TASK PROMPT
Copy every line of the listing below word for word, with nothing changed.

Listing of pointing and labeling entries
((

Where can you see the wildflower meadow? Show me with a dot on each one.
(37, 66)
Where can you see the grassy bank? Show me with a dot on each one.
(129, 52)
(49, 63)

))

COMPLETED TASK
Where can you see the wildflower meadow? Show me with a dot on each one.
(37, 66)
Where can you see the grassy bank? Show me with a dot on each one.
(129, 52)
(49, 63)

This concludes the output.